▶ PAGE EXTRACT:
LITHIUM ION BATTERIES

Lithium ion batteries are commonly used for portable electronics and electric vehicles . A prototype of batteries was developed by Akira yoshino in 1985 .

Later a commercial Li-ion battery was developed by Sony and Asahi kasei team led by yoshio nishi in 1991.

Working of a lithium ion battery is very basic. Li- ion moves from the negative electrode to the positive electrode through an electrolyte during discharge and back when charging.

These batteries used intercalated lithium compound as the material at the positive electrode and graphite at the negative electrode.

These batteries are preferable because of their high energy density, no memory effect and low self-discharge.

LITHIUM MANGANESE OXIDE  

The lithium manganese oxide or LiMn2O4 or Li- manganese.

This is a lithium cell that uses manganese dioxide as the cathode material.

Its because manganese oxide components are abundant, inexpensive , non-toxic and provide better thermal stability.

LITHIUM COBALT OXIDE

Lithium Cobalt oxide is a dark bluish grey crystalline solid and is commonly used in the positive electrodes of lithium batteries.

it is very harmful to be use.

That is because this battery goes under a high exothermic reaction which can spread to its adjacent cell or ignite the nearby combustible materials .

LITHIUM NICKLE MANGANESE COBALT OXIDE

You must be wondering who placed all these random elements in a statement. But apparently the battery is made up of all these materials.

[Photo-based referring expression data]

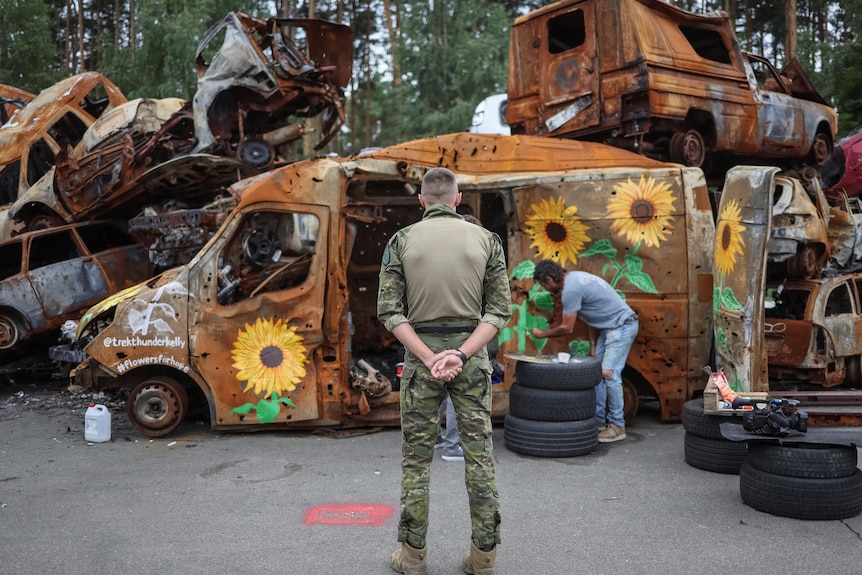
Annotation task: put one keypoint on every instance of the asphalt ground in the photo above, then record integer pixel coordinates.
(205, 502)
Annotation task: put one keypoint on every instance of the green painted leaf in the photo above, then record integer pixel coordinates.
(641, 281)
(243, 409)
(633, 263)
(523, 270)
(603, 247)
(729, 301)
(267, 410)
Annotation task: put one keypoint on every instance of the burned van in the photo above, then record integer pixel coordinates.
(269, 320)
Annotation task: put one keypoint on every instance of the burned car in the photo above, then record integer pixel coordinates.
(12, 99)
(263, 74)
(57, 117)
(653, 78)
(50, 276)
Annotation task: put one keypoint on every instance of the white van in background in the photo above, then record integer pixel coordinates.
(490, 116)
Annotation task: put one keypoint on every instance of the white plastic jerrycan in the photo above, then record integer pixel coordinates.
(97, 423)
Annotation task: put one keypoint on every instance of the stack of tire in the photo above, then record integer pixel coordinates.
(552, 408)
(802, 481)
(705, 447)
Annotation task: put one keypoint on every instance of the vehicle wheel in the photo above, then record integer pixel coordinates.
(11, 331)
(716, 455)
(696, 422)
(256, 153)
(580, 373)
(688, 148)
(803, 265)
(550, 438)
(809, 460)
(551, 405)
(821, 149)
(157, 406)
(801, 498)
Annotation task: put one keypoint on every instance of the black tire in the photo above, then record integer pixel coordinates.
(551, 405)
(801, 498)
(696, 422)
(716, 455)
(550, 438)
(579, 373)
(808, 460)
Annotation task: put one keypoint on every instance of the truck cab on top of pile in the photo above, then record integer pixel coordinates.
(650, 77)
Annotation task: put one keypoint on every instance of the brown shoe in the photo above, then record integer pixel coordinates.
(409, 560)
(612, 433)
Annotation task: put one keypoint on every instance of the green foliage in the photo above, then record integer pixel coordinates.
(26, 46)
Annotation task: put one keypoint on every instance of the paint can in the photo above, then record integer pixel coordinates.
(97, 423)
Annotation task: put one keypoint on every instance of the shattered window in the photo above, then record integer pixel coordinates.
(39, 161)
(566, 31)
(707, 44)
(68, 130)
(270, 251)
(9, 182)
(10, 260)
(102, 237)
(52, 248)
(790, 304)
(840, 301)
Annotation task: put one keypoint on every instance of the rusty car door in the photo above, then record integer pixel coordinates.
(743, 229)
(256, 313)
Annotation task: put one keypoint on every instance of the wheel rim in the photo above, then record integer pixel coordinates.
(821, 148)
(694, 150)
(157, 406)
(9, 332)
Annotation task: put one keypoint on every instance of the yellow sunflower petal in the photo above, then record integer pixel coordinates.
(729, 236)
(642, 211)
(269, 357)
(556, 230)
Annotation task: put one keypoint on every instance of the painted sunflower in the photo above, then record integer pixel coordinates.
(270, 357)
(556, 231)
(730, 240)
(642, 211)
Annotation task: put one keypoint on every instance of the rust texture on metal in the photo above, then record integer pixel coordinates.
(654, 78)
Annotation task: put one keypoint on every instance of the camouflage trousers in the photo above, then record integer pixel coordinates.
(421, 396)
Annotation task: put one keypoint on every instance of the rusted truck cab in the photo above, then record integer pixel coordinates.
(269, 319)
(653, 78)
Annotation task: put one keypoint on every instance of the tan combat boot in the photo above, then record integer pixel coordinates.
(409, 560)
(479, 562)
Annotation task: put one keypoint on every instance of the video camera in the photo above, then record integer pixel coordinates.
(774, 417)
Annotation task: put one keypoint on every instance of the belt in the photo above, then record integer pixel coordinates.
(446, 327)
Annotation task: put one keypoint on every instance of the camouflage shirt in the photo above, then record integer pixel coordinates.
(443, 267)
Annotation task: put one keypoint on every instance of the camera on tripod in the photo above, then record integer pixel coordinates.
(775, 417)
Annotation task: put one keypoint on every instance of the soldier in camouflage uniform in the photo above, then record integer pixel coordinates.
(444, 293)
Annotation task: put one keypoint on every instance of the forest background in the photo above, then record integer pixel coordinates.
(420, 66)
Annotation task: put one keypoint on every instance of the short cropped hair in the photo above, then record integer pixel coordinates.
(439, 186)
(548, 268)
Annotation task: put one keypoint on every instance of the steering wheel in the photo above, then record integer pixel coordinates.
(259, 246)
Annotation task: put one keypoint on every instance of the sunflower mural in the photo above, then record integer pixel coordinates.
(556, 230)
(271, 361)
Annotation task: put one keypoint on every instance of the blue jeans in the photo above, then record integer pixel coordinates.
(612, 348)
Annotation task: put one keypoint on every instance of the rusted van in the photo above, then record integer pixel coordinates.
(653, 78)
(270, 316)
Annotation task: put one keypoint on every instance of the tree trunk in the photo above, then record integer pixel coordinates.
(393, 40)
(790, 24)
(80, 36)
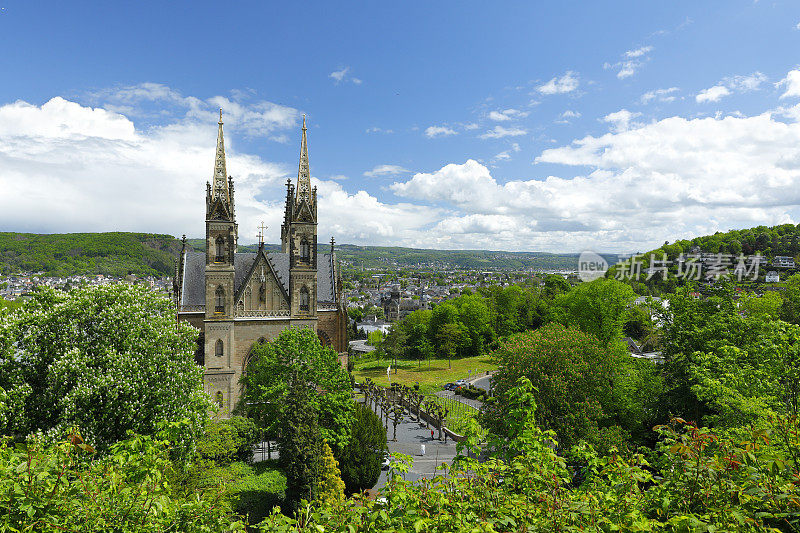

▶ TASK DESCRIPTION: Carry on the piece about lithium ion batteries, picking up right after its last sentence.

▶ ANSWER SECTION:
It can also be written as NMC.

 it’s composition is the oxides of lithium, nickel, manganese and Cobalt.

Nowadays NMCs is among the most important storage material in lithium  batteries they are used  on the positive pole which acts as the cathode during discharge.

These batteries are installed in some popular luxury cars like, BMW ActiveE in 2001 and  BMW i8 in 2013, as of 2020 the list gets bigger- Audi e-tron GE,BMW i3,Chevrolet Bolt and many.

LITHIUM NICKLE COBALT ALUMINIUM OXIDE 

it’s also called as NCR

It is very similar to NMC but manganese swapped its place with aluminium in the cathode.

This swapping of aluminium helps NCA cells achieve the highest capacity of all lithium battery chemistry.

But on the other hand , the downside is : a slight decrease in the life-cycle and power as compared to other chemistry .

Now you must be wondering why to use NCA over NMC??

it’s because NCA enables battery with high energy density and is also supports excellent fast charging.

Example of an NCA cell is  Panasonic NCR 18650B which was used for most of all Tesla’s early electric vehicles.

 you know the cell is good when Tesla started using it.

Few more advantages of this cell is in packing  the most energy into the smallest space with large enough  battery and its lower relative power can be mitigated too. After observing  all these advantages we can say that  NCA is quite a competition to  NMC.

Lithium iron phosphate battery

The lithium iron phosphate battery is a kind of lithium-ion battery. It uses LiFePo4 as the cathode material, and metallic backed graphite carbon as anode.

These LFP batteries are made with natural materials which are non-toxic and abundant in nature. LiFePO4 can be applicable in various places like vehicle use, utility scale stationary applications, and backup power.

There are two big advantages for using LiFePO4 -one is cycle life and  the second is safety.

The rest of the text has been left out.